- Text shown -
((

In the centre the Virgin Mary is seated on an inlaid throne with the infant Christ on her knee; in the side panels saints stand like statues on a marble parapet which runs across the whole altarpiece. The figures are set against burnished and tooled gold backgrounds, and all are spectacularly dressed in accordance with the Sienese passion for jewels and textiles – but they look convincingly solid underneath their clothes.
Sienese painting of the second half of the fifteenth century blended the artistic ideals of its time with a continued reverence for the language of earlier Sienese art. Nowhere is this more true than in this triptych, painted in 1479 by Benvenuto di Giovanni.
Benvenuto has integrated a very contemporary interest in naturalism and perspective with a typically Sienese love of lavish materials, brilliant colours and decorative detail. In the central panel, the Virgin Mary is seated on an inlaid throne with the infant Christ on her knee; in the side panels Saint Peter and Saint Nicholas stand like statues on a marble parapet which runs across the triptych. The figures are set against burnished and tooled gold backgrounds, and all are spectacularly dressed in accordance with the Sienese passion for jewels and textiles – but they look convincingly solid underneath their clothes. The precise dresses to be worn and materials to be used were sometimes stipulated in artists‘ contracts.
The altarpiece is very characteristic of the paintings made by Benvenuto in the 1470s. He was a pupil of Vecchietta and his early style was heavily dependant on that of his master, but it was changed by the arrival of Liberale da Verona and Girolamo da Cremona in Siena in 1466 and 1470 respectively. These two Northern Italian illuminators (artists who painted illuminated manuscripts) came to contribute to one of the greatest artistic projects of the late fifteenth century: the decoration of the great series of choir books for Siena’s cathedral. The project attracted artists from near and far, and Benvenuto also worked on it.

))

- Problems to solve -
A – Name every painter mentioned in the passage about the Sienese triptych.
B – Continue the passage about the Sienese triptych, starting after its final sentence.

- Stored rows -
((

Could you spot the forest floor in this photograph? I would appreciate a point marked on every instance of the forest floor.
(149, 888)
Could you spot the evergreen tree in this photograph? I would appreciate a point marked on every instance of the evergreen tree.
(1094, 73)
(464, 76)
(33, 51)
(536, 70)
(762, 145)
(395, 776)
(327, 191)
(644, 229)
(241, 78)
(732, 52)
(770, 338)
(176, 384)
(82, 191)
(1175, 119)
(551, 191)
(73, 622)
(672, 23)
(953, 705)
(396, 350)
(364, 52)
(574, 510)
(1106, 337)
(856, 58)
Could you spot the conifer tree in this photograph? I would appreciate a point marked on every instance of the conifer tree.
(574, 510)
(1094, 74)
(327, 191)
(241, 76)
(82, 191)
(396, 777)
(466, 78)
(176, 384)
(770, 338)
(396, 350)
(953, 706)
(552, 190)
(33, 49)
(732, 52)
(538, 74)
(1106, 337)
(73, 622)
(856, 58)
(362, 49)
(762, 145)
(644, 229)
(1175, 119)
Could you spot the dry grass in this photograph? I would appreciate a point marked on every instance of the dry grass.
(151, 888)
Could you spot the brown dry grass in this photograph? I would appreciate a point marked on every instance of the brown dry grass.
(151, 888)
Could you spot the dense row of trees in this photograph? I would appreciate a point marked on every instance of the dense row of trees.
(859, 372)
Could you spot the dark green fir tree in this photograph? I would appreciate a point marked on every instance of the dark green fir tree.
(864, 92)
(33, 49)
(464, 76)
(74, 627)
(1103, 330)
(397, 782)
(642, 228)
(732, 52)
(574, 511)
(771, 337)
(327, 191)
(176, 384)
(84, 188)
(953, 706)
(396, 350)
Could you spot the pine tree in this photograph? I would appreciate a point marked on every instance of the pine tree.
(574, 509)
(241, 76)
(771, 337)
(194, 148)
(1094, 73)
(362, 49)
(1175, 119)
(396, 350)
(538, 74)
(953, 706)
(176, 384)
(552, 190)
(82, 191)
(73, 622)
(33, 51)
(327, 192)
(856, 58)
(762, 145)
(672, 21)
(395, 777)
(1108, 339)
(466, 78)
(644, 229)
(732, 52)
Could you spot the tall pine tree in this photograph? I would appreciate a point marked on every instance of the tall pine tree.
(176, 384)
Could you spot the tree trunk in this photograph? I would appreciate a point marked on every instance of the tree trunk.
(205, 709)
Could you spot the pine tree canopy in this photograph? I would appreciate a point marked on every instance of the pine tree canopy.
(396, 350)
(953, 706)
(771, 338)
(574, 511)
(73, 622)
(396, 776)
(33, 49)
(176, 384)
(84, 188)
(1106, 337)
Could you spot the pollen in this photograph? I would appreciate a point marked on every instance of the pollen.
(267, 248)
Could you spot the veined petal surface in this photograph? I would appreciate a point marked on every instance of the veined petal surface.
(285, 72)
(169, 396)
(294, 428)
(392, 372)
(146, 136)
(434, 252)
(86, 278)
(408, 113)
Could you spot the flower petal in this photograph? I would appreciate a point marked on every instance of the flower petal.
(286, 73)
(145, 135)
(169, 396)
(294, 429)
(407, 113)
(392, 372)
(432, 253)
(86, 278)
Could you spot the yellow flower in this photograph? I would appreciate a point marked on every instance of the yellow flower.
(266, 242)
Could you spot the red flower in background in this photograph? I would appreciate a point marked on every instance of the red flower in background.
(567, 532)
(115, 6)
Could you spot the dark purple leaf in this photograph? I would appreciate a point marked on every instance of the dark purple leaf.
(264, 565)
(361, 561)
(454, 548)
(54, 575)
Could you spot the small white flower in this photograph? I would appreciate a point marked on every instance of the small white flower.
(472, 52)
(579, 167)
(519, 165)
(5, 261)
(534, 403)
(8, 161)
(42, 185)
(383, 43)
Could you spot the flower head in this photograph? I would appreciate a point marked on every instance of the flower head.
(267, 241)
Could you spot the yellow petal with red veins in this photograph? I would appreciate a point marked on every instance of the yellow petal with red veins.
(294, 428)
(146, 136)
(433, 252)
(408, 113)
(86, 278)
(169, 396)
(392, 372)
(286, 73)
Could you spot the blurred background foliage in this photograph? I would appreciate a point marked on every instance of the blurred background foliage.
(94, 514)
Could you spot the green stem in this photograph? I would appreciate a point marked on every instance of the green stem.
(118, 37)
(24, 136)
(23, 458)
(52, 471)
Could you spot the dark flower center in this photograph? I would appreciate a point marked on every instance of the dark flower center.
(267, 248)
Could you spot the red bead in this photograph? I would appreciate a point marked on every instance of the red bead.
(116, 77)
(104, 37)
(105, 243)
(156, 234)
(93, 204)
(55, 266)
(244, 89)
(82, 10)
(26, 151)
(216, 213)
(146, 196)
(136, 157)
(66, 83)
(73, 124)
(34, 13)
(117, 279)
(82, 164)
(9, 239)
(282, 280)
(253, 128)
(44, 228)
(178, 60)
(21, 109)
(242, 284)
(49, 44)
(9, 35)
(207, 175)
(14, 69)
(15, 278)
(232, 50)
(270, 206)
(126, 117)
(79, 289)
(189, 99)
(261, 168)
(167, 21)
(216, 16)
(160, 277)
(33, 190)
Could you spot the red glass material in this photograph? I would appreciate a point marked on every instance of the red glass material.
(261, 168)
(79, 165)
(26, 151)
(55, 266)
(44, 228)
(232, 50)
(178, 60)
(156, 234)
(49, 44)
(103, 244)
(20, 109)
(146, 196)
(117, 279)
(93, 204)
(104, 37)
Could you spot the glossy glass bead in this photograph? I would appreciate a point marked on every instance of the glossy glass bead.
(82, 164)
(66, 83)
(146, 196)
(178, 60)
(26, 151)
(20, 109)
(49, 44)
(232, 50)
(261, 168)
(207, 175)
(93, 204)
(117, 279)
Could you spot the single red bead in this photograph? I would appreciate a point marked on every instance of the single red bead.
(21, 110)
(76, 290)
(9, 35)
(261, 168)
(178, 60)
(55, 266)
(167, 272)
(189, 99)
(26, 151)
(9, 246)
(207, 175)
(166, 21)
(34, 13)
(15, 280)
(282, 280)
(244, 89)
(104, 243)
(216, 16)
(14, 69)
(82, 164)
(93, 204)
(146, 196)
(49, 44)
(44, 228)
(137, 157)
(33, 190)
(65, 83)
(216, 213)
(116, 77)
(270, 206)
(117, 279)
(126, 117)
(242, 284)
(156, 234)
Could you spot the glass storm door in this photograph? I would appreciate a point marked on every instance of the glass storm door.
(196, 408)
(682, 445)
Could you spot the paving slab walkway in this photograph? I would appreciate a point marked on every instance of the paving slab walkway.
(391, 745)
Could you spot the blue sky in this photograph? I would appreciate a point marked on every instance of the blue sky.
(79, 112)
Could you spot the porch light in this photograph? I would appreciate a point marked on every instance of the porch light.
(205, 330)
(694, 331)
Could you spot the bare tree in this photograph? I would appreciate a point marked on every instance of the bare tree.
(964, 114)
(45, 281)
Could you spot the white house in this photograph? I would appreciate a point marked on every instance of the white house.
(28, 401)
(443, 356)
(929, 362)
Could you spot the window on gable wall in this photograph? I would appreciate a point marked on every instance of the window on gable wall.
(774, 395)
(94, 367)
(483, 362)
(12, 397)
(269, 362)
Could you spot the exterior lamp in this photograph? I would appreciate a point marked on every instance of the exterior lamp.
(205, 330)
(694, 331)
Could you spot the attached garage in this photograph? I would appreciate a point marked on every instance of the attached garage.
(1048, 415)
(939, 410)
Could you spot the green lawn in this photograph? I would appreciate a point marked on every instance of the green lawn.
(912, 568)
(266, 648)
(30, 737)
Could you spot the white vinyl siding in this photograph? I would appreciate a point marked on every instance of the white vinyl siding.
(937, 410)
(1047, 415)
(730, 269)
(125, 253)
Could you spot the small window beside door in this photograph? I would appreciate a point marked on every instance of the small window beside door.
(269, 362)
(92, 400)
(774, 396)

))

- Results -
A – Benvenuto di Giovanni, Vecchietta, Liberale da Verona, Girolamo da Cremona

B –
There was no hard and fast division between painters and illuminators in Siena, and Liberale and Girolamo were of enormous importance in introducing a more progressive style that combined brilliant colours with minutely detailed technique. Close examination reveals that the pearls on the Virgin’s dress cast shadows, an idea derived from Girolamo’s trompe l’oeil border decorations.
The masterpieces from this sharply defined, highly detailed and decorative phase of Benvenuto’s career are the triptych from Montepertuso (dated 1475, now in the parish church of Vescovado di Murlo, near Siena), the Borghesi altarpiece in the church of San Domenico in Siena (1475–1477/78) and the National Gallery altarpiece. In this painting Benvenuto has reverted from the single unified space of the Borghesi altarpiece – the pala format – to a triptych with gilded ground (presumably at the request of the commissioner). We are not sure where this altarpiece was originally intended to be displayed. In the early nineteenth century it was apparently in the church of the Gesù at Orvieto, which was founded in 1618; it had perhaps been made for a church there.